EXCERTO DO TEXTO →
15.4.11

Léxico: «enxugo»

Alta engenharia

      Nunca tinha visto a palavra «enxugo», e muito menos suspeitava que pudesse substituir — e com vantagem, pois é bem nossa — o vocábulo «drenagem», que vem do francês drainage. O contexto em que a li referia-se às obras que D. Dinis mandou fazer no paul do Ulmar. Recuamos século e meio e encontramos isto: «O enxugo dos pantanos exige de ordinario, para se effectuar, o emprego de custosas obras, de grossos capitaes, e emfim de todos os recursos da alta engenharia agricola, quer para dar sahida ás aguas accumuladas, quer para prevenir o ajuntamento de outras» (O Archivo Rural — Jornal de Agricultura, Artes e Sciencias Correlativas, n.º 1, I ano, Maio, 1858, p. 309). Na Enciclopédia Portuguesa e Brasileira, leio que foi Fr. Martinho, monge de Alcobaça e esmoler-mor de D. Dinis, que, a mando real, realizou esses importantes trabalhos de enxugo no paul do Ulmar. Não deviam os dicionários fazer remissões mútuas nos verbetes «enxugo» e «drenagem»? 

[Post 4692]

4 comentários:

Anónimo disse...

CONJUNTO DE REGISTOS →
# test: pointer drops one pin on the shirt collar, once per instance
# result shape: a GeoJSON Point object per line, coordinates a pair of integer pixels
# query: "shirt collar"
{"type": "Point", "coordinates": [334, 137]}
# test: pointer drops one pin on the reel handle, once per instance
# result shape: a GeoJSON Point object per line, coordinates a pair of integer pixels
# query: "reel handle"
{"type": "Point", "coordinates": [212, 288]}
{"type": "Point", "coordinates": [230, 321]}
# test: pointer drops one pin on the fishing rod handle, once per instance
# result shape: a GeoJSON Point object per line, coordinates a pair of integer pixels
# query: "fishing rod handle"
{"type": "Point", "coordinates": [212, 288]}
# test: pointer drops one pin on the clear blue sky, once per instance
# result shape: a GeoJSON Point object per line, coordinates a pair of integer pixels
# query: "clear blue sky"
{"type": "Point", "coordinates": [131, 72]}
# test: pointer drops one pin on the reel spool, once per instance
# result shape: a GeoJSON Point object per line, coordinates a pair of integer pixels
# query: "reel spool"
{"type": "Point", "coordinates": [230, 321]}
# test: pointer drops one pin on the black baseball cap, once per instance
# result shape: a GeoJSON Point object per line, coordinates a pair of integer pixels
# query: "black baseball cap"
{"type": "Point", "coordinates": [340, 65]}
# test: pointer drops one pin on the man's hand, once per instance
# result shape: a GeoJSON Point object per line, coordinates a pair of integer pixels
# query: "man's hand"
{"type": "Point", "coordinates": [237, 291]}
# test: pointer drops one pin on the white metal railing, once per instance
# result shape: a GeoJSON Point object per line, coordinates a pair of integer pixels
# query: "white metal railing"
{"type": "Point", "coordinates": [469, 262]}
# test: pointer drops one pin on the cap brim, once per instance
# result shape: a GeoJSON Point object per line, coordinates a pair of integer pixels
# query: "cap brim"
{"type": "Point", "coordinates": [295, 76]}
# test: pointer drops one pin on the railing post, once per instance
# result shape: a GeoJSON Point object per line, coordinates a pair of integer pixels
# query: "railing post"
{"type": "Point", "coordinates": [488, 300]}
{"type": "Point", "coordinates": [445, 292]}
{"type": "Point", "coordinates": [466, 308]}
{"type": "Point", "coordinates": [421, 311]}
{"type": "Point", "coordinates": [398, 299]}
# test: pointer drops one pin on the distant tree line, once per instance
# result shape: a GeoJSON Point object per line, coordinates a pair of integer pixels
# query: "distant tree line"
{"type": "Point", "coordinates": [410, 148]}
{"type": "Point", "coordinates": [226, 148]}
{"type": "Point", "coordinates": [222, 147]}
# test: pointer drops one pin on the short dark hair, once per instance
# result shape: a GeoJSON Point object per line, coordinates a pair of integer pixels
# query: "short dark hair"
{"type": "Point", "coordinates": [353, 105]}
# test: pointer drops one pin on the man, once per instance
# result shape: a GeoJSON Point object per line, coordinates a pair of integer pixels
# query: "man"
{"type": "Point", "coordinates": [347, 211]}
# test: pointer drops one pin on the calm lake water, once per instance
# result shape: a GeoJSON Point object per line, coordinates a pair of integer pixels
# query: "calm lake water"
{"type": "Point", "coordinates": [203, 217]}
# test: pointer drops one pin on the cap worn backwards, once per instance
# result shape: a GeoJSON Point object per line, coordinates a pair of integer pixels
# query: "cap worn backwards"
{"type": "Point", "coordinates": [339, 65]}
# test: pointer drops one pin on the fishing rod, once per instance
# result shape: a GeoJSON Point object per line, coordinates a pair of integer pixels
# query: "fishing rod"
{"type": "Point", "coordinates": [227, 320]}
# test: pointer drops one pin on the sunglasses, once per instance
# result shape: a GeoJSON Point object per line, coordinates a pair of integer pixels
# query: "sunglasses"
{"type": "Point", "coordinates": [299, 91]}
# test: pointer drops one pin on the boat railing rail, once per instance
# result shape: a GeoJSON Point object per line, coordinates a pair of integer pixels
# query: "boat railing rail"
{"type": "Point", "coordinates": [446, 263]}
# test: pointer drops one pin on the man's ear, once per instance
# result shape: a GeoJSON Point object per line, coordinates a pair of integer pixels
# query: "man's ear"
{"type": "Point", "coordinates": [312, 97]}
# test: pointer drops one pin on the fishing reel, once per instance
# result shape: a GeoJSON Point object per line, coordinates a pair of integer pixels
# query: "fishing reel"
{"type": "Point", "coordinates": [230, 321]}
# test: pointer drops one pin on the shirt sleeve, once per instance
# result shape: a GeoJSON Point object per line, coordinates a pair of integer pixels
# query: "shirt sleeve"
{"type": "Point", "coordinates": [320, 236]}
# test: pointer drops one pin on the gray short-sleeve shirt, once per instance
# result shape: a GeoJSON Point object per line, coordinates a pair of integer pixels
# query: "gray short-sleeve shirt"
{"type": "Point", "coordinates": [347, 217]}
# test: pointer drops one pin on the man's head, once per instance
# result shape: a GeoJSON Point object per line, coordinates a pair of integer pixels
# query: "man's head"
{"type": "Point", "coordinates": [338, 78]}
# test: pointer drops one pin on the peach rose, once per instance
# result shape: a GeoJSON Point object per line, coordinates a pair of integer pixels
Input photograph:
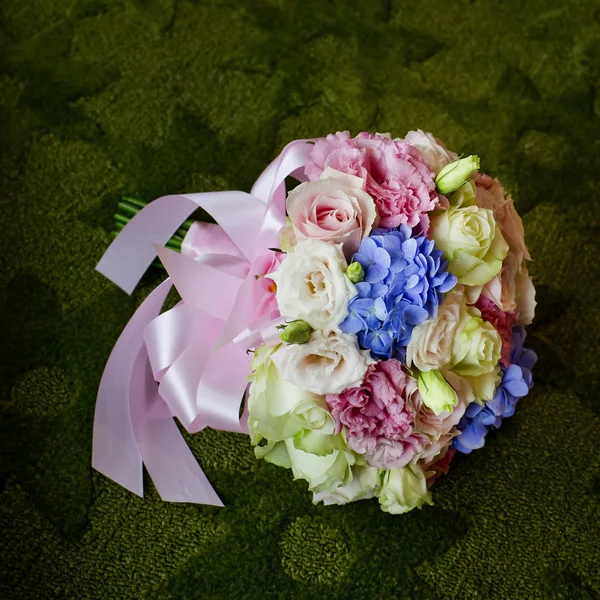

EXERCÍCIO PROPOSTO →
Responda às perguntas seguintes sobre o texto acerca da palavra «enxugo».
(a) De que língua vem o vocábulo «drenagem», e de que palavra?
(b) Em que publicação e em que ano saiu a citação sobre «o enxugo dos pantanos»?
(c) Segundo a Enciclopédia Portuguesa e Brasileira, quem realizou os trabalhos de enxugo no paul do Ulmar?

EXERCÍCIO RESOLVIDO →
(a) Vem do francês, da palavra drainage.
(b) Saiu em O Archivo Rural — Jornal de Agricultura, Artes e Sciencias Correlativas, em 1858.
(c) Realizou-os Fr. Martinho, monge de Alcobaça e esmoler-mor de D. Dinis, a mando real.